START TASK INPUT

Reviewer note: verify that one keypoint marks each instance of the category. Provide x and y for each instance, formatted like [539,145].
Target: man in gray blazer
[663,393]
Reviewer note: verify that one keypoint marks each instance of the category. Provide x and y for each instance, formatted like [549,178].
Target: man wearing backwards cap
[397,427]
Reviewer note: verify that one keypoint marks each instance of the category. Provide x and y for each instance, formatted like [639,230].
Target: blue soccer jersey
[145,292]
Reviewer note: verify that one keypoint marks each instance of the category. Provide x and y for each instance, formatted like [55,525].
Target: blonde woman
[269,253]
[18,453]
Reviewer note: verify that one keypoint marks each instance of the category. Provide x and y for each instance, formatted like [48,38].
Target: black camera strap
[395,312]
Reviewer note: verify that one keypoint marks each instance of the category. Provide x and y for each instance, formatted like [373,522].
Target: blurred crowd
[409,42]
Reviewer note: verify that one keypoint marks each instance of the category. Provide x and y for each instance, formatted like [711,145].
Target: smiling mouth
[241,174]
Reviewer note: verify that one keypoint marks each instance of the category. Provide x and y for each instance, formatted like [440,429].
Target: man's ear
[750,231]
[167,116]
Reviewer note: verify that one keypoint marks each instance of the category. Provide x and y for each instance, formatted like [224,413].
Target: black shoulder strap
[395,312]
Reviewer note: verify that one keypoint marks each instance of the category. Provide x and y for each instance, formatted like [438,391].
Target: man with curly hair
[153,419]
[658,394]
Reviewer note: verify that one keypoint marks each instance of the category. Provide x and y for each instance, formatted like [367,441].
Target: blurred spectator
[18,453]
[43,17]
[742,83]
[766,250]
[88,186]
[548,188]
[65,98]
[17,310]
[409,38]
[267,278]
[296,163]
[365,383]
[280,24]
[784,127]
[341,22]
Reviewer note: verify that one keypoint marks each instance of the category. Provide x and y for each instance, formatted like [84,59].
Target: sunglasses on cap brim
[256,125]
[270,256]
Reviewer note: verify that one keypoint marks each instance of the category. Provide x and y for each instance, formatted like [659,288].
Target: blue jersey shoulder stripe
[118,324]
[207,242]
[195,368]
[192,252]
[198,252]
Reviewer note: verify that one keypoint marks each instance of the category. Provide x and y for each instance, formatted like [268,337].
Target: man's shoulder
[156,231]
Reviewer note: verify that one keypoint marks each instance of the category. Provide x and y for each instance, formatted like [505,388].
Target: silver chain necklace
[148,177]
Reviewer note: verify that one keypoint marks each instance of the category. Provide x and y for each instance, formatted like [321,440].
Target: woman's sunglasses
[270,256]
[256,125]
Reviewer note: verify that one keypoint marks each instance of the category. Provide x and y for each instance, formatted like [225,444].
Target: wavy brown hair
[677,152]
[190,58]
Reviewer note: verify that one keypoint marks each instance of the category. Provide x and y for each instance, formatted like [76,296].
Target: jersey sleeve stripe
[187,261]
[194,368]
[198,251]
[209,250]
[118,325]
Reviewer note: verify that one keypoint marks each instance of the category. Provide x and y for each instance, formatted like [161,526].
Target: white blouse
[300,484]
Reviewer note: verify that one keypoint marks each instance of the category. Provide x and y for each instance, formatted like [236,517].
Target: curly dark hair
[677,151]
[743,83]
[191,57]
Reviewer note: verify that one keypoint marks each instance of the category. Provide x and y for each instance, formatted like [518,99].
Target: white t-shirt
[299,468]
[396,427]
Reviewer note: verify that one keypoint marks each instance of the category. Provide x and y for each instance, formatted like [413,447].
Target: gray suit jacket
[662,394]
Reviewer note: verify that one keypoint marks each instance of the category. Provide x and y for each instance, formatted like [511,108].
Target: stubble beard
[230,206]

END TASK INPUT

• **EXERCISE OBJECTIVE**
All the records, from start to finish, are to be repeated exactly.

• **ANSWER**
Reviewer note: verify that one keypoint marks each instance of the category. Provide x and y for each instance, formatted like [539,145].
Target: man in gray blazer
[663,393]
Reviewer note: verify that one keypoint marks each instance of the category. Provide x and y for each instance, formatted like [549,178].
Target: man wearing backwards cap
[397,427]
Reviewer note: verify that one keypoint marks each instance of the category. Provide x and y for each instance, formatted like [639,230].
Target: blue soccer jersey
[145,292]
Reviewer note: verify that one keypoint marks each instance of the category. Provide x and y for each instance, formatted like [55,525].
Target: blonde woman
[269,253]
[18,453]
Reviewer note: verify that one keypoint marks each instance of the category. Provide x and y for each instance, formatted like [48,38].
Target: black camera strap
[395,312]
Reviewer note: verify that one keypoint marks each instance of the category. Provide x and y for each instance, formatted like [373,522].
Target: blurred crowd
[409,42]
Reviewer note: verify that one keypoint marks each instance of the category. Provide x and y for each instance, formatted like [711,145].
Target: smiling mouth
[241,174]
Reviewer note: verify that one keypoint marks each instance of the category. Provide x and y for each instance, formatted like [440,429].
Target: man's ear
[750,231]
[167,116]
Reviewer note: verify that one keypoint marks each instance of the category. Provide x and y for each instance, formatted like [224,413].
Target: black shoulder strap
[395,312]
Reviewer note: verify that one keypoint marks each instance of the category. Provide x and y for each instance, formatted like [438,391].
Target: man with curly hair
[153,419]
[658,394]
Reviewer note: verify that one keypoint marks each instance of the category. Provide x and y for each instance, formatted like [367,441].
Target: blurred spectator
[18,453]
[43,17]
[742,83]
[766,250]
[88,186]
[548,188]
[65,98]
[17,310]
[409,38]
[267,278]
[296,163]
[365,383]
[280,24]
[784,127]
[341,22]
Reviewer note: verify that one keypoint marks each instance of the category. Provide x and y for each instance, formatted like [84,59].
Target: sunglasses on cap brim
[256,125]
[270,256]
Reviewer note: verify that one keypoint marks each instance of the category. Provide x and y for each instance, formatted like [659,288].
Target: blue jersey shoulder stripe
[118,324]
[207,242]
[195,368]
[192,252]
[198,252]
Reviewer note: verify that one keypoint marks each instance of the category. Provide x and y for each instance, formatted like [268,337].
Target: man's shoulder
[156,231]
Reviewer note: verify that one keypoint marks each instance of the category. Provide x and y for each instance, formatted like [505,388].
Target: silver chain necklace
[148,177]
Reviewer note: verify that one keypoint marks each instance of the category. Provide x and y for each instance, formatted like [321,440].
Target: woman's sunglasses
[270,256]
[256,125]
Reviewer note: verify that one keypoint marks each instance of the category. Provide x and y for each instance, formatted like [225,444].
Target: wavy brown hair
[677,152]
[190,58]
Reviewer note: verify that one keypoint marks each instance of the category. Provide x and y for each instance, formatted like [76,296].
Target: jersey sleeve stripe
[187,261]
[194,368]
[198,251]
[209,250]
[118,325]
Reviewer note: verify that one keypoint marks each instance of the category. Provide x and y for each instance, formatted like [161,526].
Target: white blouse
[300,484]
Reviewer note: verify that one keypoint marks each instance of the category. Provide x and y for each instance, formatted like [236,517].
Target: curly dark hair
[677,151]
[743,83]
[191,57]
Reviewer note: verify that one keypoint marks each instance of the category. Provide x and y for each instance, formatted like [518,99].
Target: white t-shirt
[299,468]
[396,427]
Reviewer note: verify that one keypoint marks each instance of the category. Provide x and y for each instance, formatted like [413,447].
Target: gray suit jacket
[662,394]
Reviewer note: verify that one keypoint marks each instance of the category. Provide x and y for each instance, formatted like [511,108].
Target: stubble beard
[230,206]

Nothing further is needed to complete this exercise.